-- START Given passage --

Note that Slurm is configured such that single-core jobs will have access to a single physical core (including both hyperthreads on our new machines), so there won’t be any contention between the two threads on a physical core. However, if you have many single-core jobs to run on the high, jsteinhardt, or yugroup partitions; you might improve your throughput by modifying your workflow so that you can one run job per hyperthread rather than one job per physical core. You could do this by taking advantage of parallelization strategies in R, Python, or MATLAB to distribute tasks across workers in a single job, or you could use GNU parallel or srun within sbatch.

Slurm provides a number of additional flags to control what happens; you can see the man page for sbatch for help with these. Here are some examples, placed in the job script file, where we name the job, ask for email updates and name the output and error files:

#!/bin/bash
#SBATCH --job-name=myAnalysisName
#SBATCH --mail-type=ALL                       
#SBATCH --mail-user=blah@berkeley.edu
#SBATCH -o myAnalysisName.out #File to which standard out will be written
#SBATCH -e myAnalysisName.err #File to which standard err will be written
R CMD BATCH --no-save simulate.R simulate.Rout

Parallel Jobs

One can use Slurm to submit parallel code of a variety of types.

-- END Given passage --
-- START Extracted records --

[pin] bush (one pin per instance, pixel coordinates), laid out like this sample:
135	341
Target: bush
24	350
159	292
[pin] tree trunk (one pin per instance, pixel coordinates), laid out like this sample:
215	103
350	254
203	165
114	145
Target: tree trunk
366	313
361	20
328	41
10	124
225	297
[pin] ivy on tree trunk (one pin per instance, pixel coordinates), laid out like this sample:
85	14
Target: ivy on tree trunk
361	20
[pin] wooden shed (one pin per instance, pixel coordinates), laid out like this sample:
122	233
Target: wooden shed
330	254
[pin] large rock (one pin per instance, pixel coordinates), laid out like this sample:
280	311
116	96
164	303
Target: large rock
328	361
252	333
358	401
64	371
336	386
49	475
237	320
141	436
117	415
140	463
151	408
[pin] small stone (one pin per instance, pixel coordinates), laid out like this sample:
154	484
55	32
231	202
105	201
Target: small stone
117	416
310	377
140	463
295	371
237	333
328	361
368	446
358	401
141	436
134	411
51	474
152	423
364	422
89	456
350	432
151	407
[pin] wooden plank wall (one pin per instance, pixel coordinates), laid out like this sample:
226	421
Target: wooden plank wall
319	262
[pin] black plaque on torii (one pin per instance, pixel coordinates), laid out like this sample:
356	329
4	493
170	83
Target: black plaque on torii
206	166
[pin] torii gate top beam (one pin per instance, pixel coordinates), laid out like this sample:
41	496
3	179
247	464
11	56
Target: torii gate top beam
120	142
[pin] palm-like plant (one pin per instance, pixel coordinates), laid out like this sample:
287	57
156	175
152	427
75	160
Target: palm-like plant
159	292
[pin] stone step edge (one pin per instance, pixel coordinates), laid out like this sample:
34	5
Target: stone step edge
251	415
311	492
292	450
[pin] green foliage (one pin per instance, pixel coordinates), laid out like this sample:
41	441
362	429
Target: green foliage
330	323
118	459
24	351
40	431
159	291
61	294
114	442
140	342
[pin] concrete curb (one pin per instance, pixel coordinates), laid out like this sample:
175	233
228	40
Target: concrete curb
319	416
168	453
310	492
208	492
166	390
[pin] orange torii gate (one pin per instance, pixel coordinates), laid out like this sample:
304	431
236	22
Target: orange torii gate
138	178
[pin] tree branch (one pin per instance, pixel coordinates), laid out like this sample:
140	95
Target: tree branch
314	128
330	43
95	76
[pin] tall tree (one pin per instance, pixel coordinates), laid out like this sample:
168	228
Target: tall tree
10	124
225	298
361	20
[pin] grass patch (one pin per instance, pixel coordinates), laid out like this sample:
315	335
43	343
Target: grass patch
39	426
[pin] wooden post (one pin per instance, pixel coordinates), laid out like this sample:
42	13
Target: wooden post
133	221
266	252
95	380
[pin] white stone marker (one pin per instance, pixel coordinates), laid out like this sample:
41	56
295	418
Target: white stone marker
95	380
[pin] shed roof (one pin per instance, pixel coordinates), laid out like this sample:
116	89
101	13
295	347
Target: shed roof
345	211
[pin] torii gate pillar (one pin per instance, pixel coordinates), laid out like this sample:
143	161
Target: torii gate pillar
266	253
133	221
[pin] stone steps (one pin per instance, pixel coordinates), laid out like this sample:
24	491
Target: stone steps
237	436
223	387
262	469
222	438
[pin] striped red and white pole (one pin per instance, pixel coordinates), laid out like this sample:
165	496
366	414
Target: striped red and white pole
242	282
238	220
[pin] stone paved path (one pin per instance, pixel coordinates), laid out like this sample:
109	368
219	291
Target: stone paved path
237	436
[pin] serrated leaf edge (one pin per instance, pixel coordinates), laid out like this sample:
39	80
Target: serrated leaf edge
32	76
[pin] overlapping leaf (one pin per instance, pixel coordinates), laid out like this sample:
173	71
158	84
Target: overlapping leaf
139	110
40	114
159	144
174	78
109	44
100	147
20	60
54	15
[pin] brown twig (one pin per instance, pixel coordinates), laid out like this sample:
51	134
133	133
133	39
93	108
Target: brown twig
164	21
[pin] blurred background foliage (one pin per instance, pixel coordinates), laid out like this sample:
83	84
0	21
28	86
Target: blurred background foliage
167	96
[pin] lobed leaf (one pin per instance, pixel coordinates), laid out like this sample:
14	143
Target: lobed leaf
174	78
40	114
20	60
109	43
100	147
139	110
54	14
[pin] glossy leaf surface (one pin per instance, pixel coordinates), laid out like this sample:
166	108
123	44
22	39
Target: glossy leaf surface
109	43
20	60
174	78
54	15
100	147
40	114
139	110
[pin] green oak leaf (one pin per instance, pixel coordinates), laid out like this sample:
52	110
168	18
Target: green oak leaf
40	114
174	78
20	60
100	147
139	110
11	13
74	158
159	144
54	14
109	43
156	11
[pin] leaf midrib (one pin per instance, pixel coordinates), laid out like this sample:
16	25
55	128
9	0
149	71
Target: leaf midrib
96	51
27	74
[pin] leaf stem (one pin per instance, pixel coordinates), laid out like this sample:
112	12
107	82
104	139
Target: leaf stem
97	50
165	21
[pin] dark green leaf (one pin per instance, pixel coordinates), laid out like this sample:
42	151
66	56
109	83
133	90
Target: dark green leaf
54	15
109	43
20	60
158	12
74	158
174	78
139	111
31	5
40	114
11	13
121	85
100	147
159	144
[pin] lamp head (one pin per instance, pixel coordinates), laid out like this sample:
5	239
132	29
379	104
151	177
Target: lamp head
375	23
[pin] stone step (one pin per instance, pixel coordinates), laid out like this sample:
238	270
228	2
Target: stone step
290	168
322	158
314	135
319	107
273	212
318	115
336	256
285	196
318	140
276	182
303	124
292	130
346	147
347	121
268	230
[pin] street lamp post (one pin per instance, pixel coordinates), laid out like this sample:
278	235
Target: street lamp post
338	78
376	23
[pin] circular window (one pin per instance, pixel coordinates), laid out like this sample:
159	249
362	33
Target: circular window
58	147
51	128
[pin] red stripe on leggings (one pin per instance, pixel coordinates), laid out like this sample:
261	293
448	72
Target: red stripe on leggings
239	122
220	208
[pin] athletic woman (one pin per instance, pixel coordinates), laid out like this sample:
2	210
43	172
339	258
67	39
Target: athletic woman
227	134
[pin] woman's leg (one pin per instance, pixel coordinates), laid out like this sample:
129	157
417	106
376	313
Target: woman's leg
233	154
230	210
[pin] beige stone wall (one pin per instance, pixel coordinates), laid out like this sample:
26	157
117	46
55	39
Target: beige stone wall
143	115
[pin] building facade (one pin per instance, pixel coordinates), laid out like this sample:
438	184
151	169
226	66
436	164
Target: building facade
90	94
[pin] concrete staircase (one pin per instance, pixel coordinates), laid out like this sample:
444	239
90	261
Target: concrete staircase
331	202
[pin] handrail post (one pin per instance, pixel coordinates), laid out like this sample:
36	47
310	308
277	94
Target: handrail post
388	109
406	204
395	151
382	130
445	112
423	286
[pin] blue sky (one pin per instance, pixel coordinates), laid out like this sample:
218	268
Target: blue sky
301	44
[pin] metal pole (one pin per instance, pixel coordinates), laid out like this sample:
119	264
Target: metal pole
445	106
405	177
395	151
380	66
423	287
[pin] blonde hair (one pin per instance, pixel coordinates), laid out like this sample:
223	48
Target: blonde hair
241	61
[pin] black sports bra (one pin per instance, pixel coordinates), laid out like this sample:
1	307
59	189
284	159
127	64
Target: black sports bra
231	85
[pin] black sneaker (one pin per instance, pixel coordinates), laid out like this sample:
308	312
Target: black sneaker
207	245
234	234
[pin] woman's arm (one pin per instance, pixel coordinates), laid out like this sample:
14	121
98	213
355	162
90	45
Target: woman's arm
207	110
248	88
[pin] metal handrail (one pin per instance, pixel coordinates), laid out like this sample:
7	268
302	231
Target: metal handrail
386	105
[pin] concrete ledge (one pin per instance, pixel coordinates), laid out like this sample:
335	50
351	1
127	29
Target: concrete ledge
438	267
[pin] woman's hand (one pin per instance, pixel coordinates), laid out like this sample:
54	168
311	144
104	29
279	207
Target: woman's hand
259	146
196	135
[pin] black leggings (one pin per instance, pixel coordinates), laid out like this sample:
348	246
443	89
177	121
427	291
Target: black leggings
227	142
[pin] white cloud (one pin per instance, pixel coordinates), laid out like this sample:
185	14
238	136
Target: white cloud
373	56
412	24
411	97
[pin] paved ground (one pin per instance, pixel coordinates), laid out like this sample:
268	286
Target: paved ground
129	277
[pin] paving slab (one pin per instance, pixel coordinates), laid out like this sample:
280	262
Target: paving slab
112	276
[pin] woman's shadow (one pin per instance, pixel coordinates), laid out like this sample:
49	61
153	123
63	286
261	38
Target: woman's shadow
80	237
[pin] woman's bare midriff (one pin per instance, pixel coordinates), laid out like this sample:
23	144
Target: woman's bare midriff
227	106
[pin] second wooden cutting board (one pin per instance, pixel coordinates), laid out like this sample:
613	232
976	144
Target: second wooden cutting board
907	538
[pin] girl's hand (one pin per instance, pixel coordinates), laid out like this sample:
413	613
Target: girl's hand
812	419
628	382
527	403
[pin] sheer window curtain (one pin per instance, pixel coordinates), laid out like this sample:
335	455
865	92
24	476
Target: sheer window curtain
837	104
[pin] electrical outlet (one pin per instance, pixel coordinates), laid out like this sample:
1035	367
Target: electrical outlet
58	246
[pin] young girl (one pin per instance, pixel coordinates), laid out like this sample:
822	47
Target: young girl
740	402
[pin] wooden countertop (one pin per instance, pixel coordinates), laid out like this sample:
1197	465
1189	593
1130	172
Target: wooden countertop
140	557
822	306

-- END Extracted records --
-- START Extracted records --

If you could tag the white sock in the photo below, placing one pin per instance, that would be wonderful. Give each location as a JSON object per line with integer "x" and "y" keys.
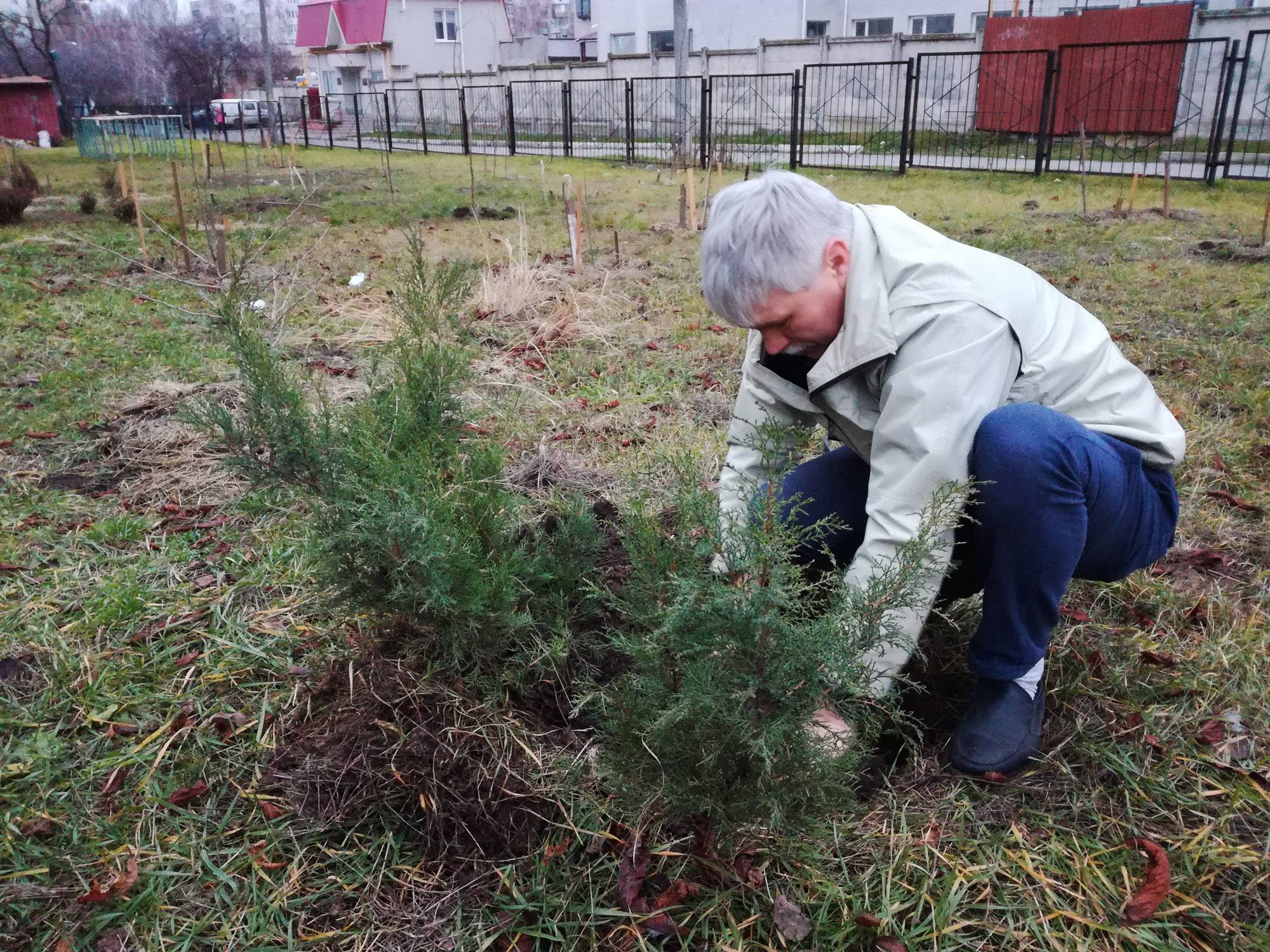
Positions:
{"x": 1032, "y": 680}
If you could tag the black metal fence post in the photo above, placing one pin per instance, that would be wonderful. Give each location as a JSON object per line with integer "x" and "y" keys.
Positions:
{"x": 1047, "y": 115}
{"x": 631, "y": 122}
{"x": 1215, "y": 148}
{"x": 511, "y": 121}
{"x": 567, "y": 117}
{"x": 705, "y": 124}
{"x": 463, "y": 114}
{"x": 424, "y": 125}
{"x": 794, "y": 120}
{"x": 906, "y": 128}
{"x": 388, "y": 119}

-- END Extracted records --

Required work:
A) Copy the Slurm passage word for word from "#!/bin/bash" to "variety of types.".
B) Name every option flag set on an #SBATCH line in the sample job script of the Slurm passage.

Solutions below:
A)
#!/bin/bash
#SBATCH --job-name=myAnalysisName
#SBATCH --mail-type=ALL                       
#SBATCH --mail-user=blah@berkeley.edu
#SBATCH -o myAnalysisName.out #File to which standard out will be written
#SBATCH -e myAnalysisName.err #File to which standard err will be written
R CMD BATCH --no-save simulate.R simulate.Rout

Parallel Jobs

One can use Slurm to submit parallel code of a variety of types.

B)
--job-name
--mail-type
--mail-user
-o
-e